BEGIN AVAILABLE DATA

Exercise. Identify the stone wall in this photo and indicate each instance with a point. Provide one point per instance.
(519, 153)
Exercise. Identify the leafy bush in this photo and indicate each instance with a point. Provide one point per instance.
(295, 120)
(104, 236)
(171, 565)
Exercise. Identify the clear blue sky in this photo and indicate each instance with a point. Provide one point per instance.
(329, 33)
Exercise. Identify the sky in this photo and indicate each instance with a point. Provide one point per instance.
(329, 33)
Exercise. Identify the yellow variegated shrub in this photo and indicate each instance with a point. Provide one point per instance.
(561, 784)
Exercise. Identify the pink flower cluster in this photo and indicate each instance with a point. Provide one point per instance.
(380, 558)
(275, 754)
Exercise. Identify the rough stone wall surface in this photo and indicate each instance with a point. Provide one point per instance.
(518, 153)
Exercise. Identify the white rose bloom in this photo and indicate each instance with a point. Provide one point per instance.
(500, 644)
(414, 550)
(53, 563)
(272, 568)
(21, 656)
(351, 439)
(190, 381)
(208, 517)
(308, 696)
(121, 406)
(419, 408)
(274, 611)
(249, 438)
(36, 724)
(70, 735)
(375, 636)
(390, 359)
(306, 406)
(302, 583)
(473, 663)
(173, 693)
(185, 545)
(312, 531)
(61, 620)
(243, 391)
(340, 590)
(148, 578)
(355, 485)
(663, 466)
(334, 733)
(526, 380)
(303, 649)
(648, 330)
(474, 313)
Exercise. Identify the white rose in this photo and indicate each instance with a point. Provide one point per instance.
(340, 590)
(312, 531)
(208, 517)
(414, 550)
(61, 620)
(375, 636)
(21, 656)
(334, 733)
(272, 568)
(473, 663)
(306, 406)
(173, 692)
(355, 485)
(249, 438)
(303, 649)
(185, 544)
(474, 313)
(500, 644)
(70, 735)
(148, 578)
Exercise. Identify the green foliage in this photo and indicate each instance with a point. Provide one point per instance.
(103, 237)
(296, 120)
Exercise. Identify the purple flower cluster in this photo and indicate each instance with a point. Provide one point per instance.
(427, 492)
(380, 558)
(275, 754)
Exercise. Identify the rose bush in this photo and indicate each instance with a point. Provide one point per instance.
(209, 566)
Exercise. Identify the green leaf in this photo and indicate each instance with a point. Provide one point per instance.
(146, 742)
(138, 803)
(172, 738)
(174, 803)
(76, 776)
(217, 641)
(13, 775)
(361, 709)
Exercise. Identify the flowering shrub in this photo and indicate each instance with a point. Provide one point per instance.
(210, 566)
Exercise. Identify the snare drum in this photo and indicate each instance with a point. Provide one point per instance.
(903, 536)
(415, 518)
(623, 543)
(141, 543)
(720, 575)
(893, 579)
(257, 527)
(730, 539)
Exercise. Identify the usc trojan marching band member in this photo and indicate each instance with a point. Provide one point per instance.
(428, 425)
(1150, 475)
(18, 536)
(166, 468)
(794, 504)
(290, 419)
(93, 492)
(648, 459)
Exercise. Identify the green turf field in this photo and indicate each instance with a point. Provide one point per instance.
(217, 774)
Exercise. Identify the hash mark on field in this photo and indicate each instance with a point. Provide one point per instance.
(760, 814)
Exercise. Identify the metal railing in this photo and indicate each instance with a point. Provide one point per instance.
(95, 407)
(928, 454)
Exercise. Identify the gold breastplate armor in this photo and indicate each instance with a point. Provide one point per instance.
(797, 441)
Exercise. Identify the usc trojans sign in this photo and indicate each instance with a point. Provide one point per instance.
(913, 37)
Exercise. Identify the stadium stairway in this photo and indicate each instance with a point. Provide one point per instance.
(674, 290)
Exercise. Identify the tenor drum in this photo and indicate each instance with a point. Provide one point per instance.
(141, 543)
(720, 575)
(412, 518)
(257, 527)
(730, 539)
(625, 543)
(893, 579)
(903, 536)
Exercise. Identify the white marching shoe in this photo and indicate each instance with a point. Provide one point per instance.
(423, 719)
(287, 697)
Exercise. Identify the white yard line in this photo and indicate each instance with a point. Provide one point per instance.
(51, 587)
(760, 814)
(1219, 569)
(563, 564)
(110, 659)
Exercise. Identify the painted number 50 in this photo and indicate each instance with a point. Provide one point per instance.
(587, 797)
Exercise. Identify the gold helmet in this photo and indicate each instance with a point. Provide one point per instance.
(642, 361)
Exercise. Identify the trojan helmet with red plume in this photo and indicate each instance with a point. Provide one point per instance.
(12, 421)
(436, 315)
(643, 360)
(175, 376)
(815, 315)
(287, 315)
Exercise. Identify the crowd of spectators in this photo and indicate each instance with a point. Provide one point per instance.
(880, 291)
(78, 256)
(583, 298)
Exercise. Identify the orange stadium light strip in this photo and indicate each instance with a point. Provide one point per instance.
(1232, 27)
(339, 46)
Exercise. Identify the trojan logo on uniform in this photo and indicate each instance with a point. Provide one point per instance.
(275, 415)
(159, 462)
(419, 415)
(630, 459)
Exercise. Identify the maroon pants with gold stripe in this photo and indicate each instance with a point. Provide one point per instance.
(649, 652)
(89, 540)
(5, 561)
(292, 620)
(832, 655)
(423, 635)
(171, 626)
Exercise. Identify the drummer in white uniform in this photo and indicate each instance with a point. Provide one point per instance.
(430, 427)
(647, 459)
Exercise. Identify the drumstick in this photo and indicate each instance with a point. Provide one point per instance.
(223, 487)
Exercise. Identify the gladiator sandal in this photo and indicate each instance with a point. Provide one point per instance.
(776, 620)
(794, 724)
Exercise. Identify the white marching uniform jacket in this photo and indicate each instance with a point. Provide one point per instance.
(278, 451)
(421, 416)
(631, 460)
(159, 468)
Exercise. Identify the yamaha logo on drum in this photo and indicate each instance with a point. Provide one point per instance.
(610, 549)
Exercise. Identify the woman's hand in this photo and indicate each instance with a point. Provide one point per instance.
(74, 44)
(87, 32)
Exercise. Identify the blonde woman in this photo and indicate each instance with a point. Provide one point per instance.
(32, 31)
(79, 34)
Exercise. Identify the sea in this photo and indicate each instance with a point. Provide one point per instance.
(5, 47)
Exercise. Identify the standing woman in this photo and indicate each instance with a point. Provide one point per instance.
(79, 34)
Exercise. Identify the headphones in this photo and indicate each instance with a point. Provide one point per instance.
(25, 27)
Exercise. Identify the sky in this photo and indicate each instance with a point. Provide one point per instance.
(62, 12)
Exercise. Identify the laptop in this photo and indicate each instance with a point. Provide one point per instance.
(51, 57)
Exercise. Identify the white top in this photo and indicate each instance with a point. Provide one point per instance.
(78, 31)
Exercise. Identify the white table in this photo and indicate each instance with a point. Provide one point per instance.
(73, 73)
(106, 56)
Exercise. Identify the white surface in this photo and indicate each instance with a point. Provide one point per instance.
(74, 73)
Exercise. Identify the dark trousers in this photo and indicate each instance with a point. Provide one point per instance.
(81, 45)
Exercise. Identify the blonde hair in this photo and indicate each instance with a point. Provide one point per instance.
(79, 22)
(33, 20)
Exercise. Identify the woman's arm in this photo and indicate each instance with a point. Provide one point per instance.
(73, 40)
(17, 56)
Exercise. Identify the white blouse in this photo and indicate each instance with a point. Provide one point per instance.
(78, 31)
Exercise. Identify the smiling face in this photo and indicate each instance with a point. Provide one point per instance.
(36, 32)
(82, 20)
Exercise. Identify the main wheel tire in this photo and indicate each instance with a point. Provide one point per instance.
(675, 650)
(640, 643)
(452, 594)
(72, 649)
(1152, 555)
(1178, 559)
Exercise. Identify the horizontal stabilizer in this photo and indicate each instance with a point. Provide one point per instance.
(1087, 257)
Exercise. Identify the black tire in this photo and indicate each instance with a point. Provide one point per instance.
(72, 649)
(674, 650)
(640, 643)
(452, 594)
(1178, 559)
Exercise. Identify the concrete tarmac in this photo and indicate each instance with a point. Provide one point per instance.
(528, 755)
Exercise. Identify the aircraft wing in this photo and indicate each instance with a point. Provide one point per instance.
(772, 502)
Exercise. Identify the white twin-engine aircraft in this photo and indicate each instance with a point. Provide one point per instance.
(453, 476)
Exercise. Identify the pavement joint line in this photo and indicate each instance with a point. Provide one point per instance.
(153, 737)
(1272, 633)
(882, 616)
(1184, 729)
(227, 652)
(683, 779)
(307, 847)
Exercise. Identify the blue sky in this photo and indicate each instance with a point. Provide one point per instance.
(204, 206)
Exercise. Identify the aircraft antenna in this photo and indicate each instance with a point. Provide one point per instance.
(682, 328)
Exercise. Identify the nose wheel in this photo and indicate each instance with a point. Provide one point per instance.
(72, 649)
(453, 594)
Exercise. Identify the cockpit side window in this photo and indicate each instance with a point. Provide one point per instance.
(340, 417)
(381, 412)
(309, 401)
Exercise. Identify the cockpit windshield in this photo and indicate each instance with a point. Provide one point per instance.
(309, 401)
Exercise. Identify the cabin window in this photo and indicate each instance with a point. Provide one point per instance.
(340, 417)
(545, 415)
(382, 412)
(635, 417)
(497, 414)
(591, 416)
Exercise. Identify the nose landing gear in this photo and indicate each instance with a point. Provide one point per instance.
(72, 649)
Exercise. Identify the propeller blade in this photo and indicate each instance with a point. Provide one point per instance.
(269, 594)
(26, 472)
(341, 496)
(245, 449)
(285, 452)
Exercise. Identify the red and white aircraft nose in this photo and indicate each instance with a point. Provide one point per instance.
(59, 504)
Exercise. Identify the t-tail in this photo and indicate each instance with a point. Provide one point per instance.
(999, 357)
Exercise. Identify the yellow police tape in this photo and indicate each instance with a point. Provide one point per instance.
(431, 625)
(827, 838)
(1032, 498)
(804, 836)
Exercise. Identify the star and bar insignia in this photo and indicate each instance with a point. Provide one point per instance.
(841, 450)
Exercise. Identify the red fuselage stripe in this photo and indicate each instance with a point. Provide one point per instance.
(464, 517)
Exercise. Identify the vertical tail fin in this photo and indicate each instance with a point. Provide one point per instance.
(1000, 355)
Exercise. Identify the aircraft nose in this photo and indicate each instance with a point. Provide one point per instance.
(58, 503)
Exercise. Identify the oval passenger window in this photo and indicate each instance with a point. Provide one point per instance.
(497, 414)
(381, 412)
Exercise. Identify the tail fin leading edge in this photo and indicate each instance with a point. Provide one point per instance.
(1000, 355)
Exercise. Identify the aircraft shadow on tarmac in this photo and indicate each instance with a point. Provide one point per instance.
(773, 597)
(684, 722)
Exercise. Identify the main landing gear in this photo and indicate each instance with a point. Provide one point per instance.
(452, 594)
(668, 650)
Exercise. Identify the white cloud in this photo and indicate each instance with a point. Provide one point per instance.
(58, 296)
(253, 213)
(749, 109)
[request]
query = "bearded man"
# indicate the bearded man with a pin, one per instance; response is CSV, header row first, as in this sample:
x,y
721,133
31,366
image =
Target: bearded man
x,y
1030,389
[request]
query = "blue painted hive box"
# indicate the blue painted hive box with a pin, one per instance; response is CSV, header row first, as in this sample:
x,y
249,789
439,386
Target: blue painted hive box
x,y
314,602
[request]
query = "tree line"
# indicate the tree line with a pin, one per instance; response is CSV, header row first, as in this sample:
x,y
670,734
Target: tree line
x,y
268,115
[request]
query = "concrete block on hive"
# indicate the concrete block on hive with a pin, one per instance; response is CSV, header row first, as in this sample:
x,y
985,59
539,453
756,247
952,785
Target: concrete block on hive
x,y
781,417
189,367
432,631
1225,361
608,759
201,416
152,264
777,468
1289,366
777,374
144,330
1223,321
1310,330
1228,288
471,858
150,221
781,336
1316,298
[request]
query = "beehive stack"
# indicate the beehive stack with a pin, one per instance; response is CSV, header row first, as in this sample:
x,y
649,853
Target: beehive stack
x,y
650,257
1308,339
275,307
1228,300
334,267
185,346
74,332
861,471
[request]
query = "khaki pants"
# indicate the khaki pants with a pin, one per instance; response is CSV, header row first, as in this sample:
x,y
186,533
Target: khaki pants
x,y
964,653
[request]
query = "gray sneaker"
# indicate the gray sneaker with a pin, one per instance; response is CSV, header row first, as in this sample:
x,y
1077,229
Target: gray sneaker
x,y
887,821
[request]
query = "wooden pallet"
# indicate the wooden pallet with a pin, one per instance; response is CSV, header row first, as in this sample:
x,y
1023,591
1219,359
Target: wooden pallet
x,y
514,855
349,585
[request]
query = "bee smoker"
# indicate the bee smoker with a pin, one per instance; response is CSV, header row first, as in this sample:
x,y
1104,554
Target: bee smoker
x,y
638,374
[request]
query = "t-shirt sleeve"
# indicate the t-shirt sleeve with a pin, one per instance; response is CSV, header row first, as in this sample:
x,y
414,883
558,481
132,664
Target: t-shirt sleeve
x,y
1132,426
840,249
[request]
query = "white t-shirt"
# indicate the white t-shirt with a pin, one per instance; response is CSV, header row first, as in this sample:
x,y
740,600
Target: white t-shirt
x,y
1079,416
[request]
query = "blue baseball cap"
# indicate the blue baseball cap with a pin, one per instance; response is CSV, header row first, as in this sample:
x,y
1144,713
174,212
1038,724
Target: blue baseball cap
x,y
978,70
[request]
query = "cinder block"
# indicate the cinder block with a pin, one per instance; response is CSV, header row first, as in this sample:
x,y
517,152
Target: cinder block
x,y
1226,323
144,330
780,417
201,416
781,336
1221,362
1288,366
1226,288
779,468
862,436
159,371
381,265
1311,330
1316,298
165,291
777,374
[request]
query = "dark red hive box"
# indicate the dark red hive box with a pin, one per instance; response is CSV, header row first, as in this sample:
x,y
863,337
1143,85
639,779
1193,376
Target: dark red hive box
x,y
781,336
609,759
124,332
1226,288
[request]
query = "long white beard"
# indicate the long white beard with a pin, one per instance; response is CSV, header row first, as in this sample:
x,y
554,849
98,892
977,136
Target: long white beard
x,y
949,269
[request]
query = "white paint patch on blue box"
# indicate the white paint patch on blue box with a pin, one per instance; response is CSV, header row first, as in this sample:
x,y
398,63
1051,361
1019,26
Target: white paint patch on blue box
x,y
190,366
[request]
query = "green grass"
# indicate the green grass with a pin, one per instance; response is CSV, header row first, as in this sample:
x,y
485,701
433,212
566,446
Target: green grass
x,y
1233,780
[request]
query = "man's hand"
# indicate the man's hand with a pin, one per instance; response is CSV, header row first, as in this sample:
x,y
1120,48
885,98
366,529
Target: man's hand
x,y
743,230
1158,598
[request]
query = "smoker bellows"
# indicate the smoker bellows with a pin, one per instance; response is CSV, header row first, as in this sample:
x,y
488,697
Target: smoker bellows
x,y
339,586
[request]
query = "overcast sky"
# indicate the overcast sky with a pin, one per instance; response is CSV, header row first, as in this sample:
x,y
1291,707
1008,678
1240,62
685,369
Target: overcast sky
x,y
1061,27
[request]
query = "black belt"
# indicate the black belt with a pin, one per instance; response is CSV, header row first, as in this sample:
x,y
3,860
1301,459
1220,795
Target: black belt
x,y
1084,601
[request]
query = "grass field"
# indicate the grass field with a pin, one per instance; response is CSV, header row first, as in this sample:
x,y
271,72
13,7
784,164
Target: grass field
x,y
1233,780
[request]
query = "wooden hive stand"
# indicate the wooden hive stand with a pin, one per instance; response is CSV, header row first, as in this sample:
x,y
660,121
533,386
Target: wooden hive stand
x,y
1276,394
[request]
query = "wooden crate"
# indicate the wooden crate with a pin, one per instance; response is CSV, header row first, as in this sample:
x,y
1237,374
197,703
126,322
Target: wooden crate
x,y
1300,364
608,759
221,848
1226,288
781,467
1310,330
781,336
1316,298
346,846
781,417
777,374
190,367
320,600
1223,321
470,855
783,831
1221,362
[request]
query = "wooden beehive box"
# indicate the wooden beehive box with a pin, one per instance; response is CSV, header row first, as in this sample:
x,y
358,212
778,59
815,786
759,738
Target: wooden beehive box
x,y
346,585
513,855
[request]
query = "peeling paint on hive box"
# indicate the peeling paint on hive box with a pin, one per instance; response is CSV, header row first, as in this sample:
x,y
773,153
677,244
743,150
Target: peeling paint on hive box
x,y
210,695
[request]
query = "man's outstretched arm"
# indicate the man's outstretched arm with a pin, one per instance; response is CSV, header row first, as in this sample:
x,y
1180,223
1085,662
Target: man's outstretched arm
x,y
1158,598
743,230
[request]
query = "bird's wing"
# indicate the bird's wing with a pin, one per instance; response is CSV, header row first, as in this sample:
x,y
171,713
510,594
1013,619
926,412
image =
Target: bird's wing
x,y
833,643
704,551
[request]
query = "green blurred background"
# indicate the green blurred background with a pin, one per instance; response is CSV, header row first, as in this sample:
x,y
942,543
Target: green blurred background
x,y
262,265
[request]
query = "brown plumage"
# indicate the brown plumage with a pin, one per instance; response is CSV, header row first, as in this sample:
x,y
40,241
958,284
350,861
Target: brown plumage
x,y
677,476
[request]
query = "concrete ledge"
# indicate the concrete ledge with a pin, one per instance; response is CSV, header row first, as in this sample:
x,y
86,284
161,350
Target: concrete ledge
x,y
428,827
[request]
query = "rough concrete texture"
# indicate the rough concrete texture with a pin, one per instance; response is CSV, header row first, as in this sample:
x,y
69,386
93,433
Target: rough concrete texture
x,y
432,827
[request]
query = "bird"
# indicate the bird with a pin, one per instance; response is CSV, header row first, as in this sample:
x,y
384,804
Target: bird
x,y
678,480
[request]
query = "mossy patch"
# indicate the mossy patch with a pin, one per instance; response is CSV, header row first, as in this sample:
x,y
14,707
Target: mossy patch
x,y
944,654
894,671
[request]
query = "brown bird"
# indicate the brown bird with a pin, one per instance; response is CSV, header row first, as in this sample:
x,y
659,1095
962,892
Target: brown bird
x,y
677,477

END AVAILABLE DATA

Lines from the one containing "Target: rough concrete texture" through the last line of the data above are the only output wanted; restate them exactly.

Target: rough concrete texture
x,y
432,827
[request]
query = "bird"
# indicate the bird with a pin, one per instance; response is CSV, header row first, as in this sample:
x,y
384,804
Target: bird
x,y
678,480
[request]
query = "mossy patch"
# indicate the mossy patch with a pin, one per instance; response is CSV, header row first, as in this sample:
x,y
14,707
Target: mossy patch
x,y
944,654
894,671
[request]
query = "brown bird"
# indicate the brown bird with a pin, one per instance; response is CSV, header row first, as in this sample:
x,y
659,1095
962,892
Target: brown bird
x,y
677,477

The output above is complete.